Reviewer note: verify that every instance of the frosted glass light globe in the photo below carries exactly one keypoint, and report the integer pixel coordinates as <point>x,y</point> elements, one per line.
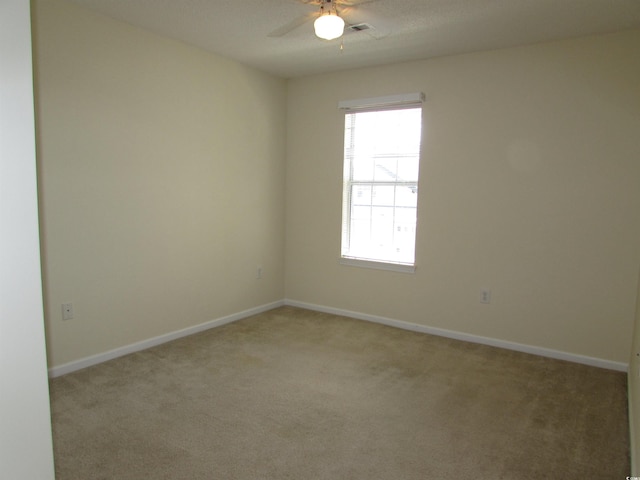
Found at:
<point>329,26</point>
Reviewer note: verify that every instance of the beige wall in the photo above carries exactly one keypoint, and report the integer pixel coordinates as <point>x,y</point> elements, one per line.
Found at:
<point>161,182</point>
<point>633,388</point>
<point>530,186</point>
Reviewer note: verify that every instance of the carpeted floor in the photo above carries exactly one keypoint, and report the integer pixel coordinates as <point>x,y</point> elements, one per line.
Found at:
<point>294,394</point>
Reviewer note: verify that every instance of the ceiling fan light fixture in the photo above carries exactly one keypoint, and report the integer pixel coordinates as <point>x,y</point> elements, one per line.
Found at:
<point>329,26</point>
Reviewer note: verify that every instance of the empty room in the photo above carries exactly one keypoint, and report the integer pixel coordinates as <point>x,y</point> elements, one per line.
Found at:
<point>240,247</point>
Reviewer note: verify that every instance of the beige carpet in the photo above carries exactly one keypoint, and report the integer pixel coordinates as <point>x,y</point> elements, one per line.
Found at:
<point>293,394</point>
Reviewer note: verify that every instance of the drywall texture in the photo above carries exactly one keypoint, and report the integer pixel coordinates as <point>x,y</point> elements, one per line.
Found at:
<point>26,450</point>
<point>528,187</point>
<point>161,180</point>
<point>633,388</point>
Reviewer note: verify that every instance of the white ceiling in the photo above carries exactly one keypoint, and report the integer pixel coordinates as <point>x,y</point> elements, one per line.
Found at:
<point>402,29</point>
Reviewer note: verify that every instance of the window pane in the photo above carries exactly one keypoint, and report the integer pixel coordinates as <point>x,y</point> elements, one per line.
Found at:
<point>407,196</point>
<point>361,195</point>
<point>382,154</point>
<point>383,195</point>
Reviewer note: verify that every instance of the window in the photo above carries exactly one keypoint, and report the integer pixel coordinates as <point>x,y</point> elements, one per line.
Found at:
<point>380,196</point>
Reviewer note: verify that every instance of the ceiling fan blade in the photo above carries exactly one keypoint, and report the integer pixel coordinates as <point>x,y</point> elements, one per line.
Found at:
<point>352,3</point>
<point>292,25</point>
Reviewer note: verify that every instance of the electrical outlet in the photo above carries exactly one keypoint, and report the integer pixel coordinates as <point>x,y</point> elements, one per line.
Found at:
<point>67,311</point>
<point>485,296</point>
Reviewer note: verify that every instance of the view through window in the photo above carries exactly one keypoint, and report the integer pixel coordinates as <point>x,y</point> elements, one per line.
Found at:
<point>380,197</point>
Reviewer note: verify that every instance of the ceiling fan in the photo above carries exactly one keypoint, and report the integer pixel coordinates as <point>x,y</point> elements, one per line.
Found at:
<point>328,18</point>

Short task
Could you express the entries as a two-column CSV with the columns "instruction" and "points", one row per entry, putting each entry's text and its answer in a single quoted field with line breaks turned into spaces? Begin at the start of the entries, stop after the line containing "<point>293,394</point>", and leave the pictures out.

Full answer
instruction,points
"Reviewer note: verify that every instance of the frosted glass light globe in the photo below carries exactly one keypoint, and report the integer pixel coordinates as <point>x,y</point> elements, one per line. Found at:","<point>329,26</point>"
"Reviewer note: verify that every instance of the beige wall in the photo above carries exactly one keypoint, and report the integer pixel coordinates as <point>x,y</point> elements, one per line. Found at:","<point>161,182</point> <point>633,388</point> <point>530,186</point>"
"Reviewer note: verify that every instance of the carpeted floor in the photo above carries exactly one keypoint, and report the integer pixel coordinates as <point>x,y</point> elements, one per line. Found at:","<point>294,394</point>"
"Reviewer note: verify that every instance of the ceiling fan light fixture in the photo above carries exactly one keypoint, and report the integer pixel coordinates as <point>x,y</point> elements, one per line. Found at:","<point>329,26</point>"
"Reviewer note: verify that every instance of the empty room in the photo above carries exactly one keypoint, and report the integer pixel coordinates as <point>x,y</point> elements, one per line. Found at:","<point>240,247</point>"
"Reviewer note: verify that every instance of the beige carpet in the photo above carries exactly one keypoint, and report the integer pixel coordinates as <point>x,y</point> elements, one per line. Found at:","<point>293,394</point>"